Material>
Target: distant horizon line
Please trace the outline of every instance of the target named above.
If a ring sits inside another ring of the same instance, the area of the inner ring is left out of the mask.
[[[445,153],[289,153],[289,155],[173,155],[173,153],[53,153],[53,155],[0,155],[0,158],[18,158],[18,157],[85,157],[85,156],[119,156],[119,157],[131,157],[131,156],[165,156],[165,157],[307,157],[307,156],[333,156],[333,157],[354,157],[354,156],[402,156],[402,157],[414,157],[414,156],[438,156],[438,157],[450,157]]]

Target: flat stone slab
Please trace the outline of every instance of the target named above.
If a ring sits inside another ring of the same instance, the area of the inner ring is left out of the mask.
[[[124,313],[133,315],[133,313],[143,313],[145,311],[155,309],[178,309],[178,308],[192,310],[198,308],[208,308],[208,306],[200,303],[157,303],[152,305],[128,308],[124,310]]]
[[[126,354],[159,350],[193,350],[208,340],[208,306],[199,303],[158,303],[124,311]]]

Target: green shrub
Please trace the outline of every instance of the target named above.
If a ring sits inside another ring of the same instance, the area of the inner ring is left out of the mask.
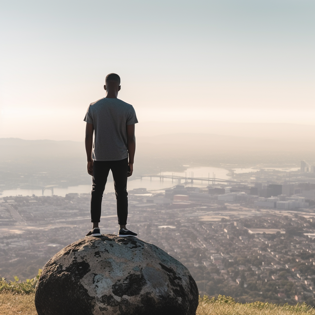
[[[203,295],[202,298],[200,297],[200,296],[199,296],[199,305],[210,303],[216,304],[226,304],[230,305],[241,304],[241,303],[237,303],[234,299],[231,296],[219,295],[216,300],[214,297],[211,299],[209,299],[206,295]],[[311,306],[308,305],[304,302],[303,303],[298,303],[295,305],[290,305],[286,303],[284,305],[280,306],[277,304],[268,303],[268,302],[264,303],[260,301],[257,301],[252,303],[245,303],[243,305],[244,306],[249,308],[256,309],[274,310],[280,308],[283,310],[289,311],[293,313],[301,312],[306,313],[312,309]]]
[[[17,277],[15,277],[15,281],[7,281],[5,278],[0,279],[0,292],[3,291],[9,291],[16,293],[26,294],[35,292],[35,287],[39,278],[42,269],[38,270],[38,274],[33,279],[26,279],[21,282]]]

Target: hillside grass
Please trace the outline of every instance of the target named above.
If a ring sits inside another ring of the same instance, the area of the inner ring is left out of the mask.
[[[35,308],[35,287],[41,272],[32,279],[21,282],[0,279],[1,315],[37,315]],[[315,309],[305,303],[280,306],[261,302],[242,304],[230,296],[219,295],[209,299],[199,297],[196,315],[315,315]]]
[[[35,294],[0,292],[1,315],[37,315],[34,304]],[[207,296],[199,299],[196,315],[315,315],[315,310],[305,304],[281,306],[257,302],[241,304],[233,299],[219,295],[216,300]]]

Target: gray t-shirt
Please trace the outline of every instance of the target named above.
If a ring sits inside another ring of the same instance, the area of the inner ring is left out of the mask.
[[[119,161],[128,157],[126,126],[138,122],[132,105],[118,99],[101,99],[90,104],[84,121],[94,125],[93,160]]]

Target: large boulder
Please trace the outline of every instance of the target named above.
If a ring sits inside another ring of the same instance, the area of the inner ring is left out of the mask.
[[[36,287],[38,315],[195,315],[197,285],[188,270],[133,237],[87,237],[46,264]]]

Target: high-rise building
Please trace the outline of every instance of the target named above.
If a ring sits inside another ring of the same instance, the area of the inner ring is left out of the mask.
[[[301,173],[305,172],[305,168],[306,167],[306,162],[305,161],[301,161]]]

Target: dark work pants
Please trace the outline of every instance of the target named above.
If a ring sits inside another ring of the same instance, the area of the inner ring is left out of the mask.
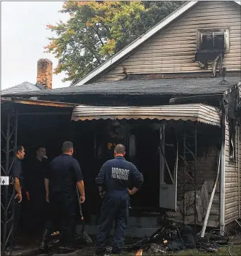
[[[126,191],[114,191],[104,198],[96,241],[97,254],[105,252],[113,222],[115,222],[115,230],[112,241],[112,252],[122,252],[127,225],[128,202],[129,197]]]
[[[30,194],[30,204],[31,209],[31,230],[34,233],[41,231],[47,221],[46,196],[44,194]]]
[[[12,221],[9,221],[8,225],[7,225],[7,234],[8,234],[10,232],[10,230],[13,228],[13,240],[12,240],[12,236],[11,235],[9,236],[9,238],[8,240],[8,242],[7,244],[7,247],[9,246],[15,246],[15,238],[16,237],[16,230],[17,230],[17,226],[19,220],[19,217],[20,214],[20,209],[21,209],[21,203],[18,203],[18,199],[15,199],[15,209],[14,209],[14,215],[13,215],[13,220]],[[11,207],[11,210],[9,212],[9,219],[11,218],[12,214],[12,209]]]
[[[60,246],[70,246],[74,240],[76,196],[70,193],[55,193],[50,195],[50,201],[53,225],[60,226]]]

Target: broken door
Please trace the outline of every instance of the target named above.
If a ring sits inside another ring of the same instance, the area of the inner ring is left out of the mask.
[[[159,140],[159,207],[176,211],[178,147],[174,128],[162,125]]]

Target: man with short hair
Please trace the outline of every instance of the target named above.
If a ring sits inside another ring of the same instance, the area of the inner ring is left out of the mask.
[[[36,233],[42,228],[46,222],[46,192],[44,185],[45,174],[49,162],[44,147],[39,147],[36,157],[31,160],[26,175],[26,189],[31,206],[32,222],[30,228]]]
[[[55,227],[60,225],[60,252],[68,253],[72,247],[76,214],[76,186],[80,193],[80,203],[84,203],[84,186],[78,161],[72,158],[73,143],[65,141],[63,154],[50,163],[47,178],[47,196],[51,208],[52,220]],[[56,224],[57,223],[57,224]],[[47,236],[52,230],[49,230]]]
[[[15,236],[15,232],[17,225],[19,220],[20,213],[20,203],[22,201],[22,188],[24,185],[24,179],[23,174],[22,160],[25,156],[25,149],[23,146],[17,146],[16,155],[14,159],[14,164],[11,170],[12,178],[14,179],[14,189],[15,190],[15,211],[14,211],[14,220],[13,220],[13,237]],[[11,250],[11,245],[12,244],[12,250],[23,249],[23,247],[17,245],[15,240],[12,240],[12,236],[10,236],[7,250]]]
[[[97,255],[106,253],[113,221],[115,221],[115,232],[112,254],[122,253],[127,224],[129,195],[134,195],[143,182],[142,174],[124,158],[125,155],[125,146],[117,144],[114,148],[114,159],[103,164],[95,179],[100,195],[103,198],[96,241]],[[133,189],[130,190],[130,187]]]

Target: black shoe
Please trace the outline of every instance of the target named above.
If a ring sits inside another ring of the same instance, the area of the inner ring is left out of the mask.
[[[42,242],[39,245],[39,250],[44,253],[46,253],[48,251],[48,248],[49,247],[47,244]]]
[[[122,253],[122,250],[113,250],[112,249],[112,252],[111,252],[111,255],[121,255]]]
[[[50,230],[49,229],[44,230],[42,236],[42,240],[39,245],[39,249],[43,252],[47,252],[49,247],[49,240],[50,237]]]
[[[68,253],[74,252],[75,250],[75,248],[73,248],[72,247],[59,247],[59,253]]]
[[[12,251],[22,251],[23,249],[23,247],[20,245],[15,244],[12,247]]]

What you will do>
Reproduce every one of the records above word for word, leaving out the pictures.

Answer to this task>
Target: distant horizon line
Please trace the outline of every instance of the target named above.
If a ring sits inside another ring of the same instance, the area of the inner ring is left out of the mask.
[[[445,153],[289,153],[289,155],[173,155],[173,153],[53,153],[53,155],[0,155],[0,158],[18,158],[18,157],[85,157],[85,156],[119,156],[119,157],[131,157],[131,156],[165,156],[165,157],[307,157],[307,156],[333,156],[333,157],[354,157],[354,156],[402,156],[402,157],[414,157],[414,156],[438,156],[438,157],[450,157]]]

Target: flat stone slab
Please trace the outline of every instance of the target named above.
If a ring sits inside another ring of the same instance, the area of the inner ring is left out of the mask.
[[[124,313],[133,315],[133,313],[143,313],[145,311],[155,309],[178,309],[178,308],[192,310],[198,308],[208,308],[208,306],[200,303],[157,303],[152,305],[128,308],[124,310]]]
[[[126,354],[159,350],[193,350],[208,340],[208,306],[199,303],[158,303],[124,311]]]

Target: green shrub
Please trace the outline of every instance of the target named above.
If a ring sits inside another ring of the same instance, the area of the inner ring is left out of the mask.
[[[203,295],[202,298],[200,297],[200,296],[199,296],[199,305],[210,303],[216,304],[226,304],[230,305],[241,304],[241,303],[237,303],[234,299],[231,296],[219,295],[216,300],[214,297],[211,299],[209,299],[206,295]],[[311,306],[308,305],[304,302],[303,303],[298,303],[295,305],[290,305],[286,303],[284,305],[280,306],[277,304],[268,303],[268,302],[264,303],[260,301],[257,301],[252,303],[245,303],[243,305],[244,306],[249,308],[256,309],[274,310],[280,308],[283,310],[289,311],[293,313],[301,312],[306,313],[312,309]]]
[[[17,277],[15,277],[15,281],[7,281],[5,278],[0,279],[0,292],[3,291],[9,291],[16,293],[26,294],[35,292],[35,287],[39,278],[42,269],[38,270],[38,274],[33,279],[26,279],[21,282]]]

Target: hillside grass
Please trace the outline of every instance of the target named above.
If a ring sits inside another ring of the same instance, the area of the inner ring is left out of the mask.
[[[35,308],[35,287],[41,272],[32,279],[21,282],[0,279],[1,315],[37,315]],[[315,309],[305,303],[280,306],[261,302],[242,304],[230,296],[219,295],[209,299],[199,297],[196,315],[315,315]]]
[[[35,294],[0,292],[1,315],[37,315],[34,304]],[[207,296],[199,299],[196,315],[315,315],[315,310],[305,304],[281,306],[257,302],[241,304],[233,299],[219,295],[216,300]]]

Target: gray t-shirt
Please trace the outline of every instance of the target named above.
If a ring sits inside another ring of the same instance, the area of the inner ring is left out of the mask.
[[[119,161],[128,157],[126,126],[138,122],[132,105],[118,99],[101,99],[90,104],[84,121],[94,125],[93,160]]]

Target: large boulder
Please trace the outline of every instance of the target named above.
If a ring sits inside another ring of the same instance, the area of the inner ring is left out of the mask.
[[[36,287],[38,315],[195,315],[197,285],[188,270],[133,237],[87,237],[46,264]]]

Target: high-rise building
Please trace the outline of every instance of the target named above.
If a ring sits inside another ring of the same instance, the area of the inner ring is left out of the mask.
[[[301,173],[305,172],[305,168],[306,167],[306,162],[305,161],[301,161]]]

Target: dark work pants
Please trace the outline of every instance of the target named above.
If a ring sits inside another ring of the same instance, the area of the inner ring is left out of the mask.
[[[126,191],[114,191],[104,198],[96,241],[97,254],[105,252],[113,222],[115,222],[115,230],[112,241],[112,252],[122,252],[127,225],[128,202],[129,197]]]
[[[30,194],[30,204],[31,209],[31,230],[34,233],[41,231],[47,221],[46,196],[44,194]]]
[[[12,221],[9,221],[8,225],[7,225],[7,234],[8,234],[10,232],[10,230],[13,228],[13,240],[12,240],[12,236],[11,235],[9,236],[9,238],[8,240],[8,242],[7,244],[7,247],[9,246],[15,246],[15,238],[16,237],[16,230],[17,230],[17,226],[19,220],[19,217],[20,214],[20,209],[21,209],[21,203],[18,203],[18,199],[15,199],[15,209],[14,209],[14,215],[13,215],[13,220]],[[11,207],[11,210],[9,212],[9,219],[11,218],[12,214],[12,209]]]
[[[60,246],[70,246],[74,240],[76,196],[70,193],[55,193],[50,195],[50,201],[53,225],[60,226]]]

Target: broken door
Please trace the outline of every instance of the target named above.
If a ring sits inside another ring of the same instance, the area of the inner ring is left out of the mask.
[[[159,140],[159,207],[176,211],[178,147],[174,128],[162,125]]]

Target: man with short hair
Please trace the outline of every instance of the target named above.
If a ring sits inside another ring of the same instance, the area of the inner ring is left out of the mask.
[[[36,233],[42,228],[46,222],[46,192],[44,185],[45,174],[49,162],[44,147],[39,147],[36,157],[31,160],[26,175],[26,189],[31,206],[32,222],[30,228]]]
[[[55,227],[60,225],[60,252],[68,253],[72,247],[76,214],[76,186],[80,193],[80,203],[84,203],[84,186],[78,161],[72,158],[73,143],[65,141],[63,154],[50,163],[47,178],[47,196],[51,208],[52,220]],[[56,224],[57,223],[57,224]],[[47,236],[52,230],[49,230]]]
[[[15,236],[15,232],[17,225],[19,220],[20,213],[20,203],[22,201],[22,188],[24,185],[24,179],[23,174],[22,160],[25,156],[25,149],[23,146],[17,146],[16,155],[14,159],[14,164],[11,170],[12,178],[14,179],[14,189],[15,190],[15,211],[14,211],[14,220],[13,220],[13,237]],[[11,250],[11,245],[12,244],[12,250],[23,249],[23,247],[17,245],[15,240],[12,240],[12,236],[10,236],[7,250]]]
[[[97,255],[106,253],[113,221],[115,221],[115,232],[112,254],[122,253],[127,224],[129,195],[134,195],[143,182],[142,174],[124,158],[125,155],[125,146],[117,144],[114,148],[114,159],[103,164],[95,179],[100,195],[103,198],[96,241]],[[133,189],[130,190],[130,187]]]

Target: black shoe
Please trace the outline of every instance of the target named above.
If a ring sits inside another ring of the same instance, the area of the inner ring is left out of the mask.
[[[42,242],[39,245],[39,250],[44,253],[46,253],[48,251],[48,248],[49,247],[47,244]]]
[[[122,253],[122,250],[113,250],[112,249],[112,252],[111,252],[111,255],[121,255]]]
[[[50,230],[49,229],[44,230],[42,236],[42,240],[39,245],[39,249],[43,252],[47,252],[49,247],[49,240],[50,237]]]
[[[68,253],[74,252],[75,250],[75,248],[73,248],[72,247],[59,247],[59,253]]]
[[[12,251],[22,251],[23,249],[23,247],[20,245],[15,244],[12,247]]]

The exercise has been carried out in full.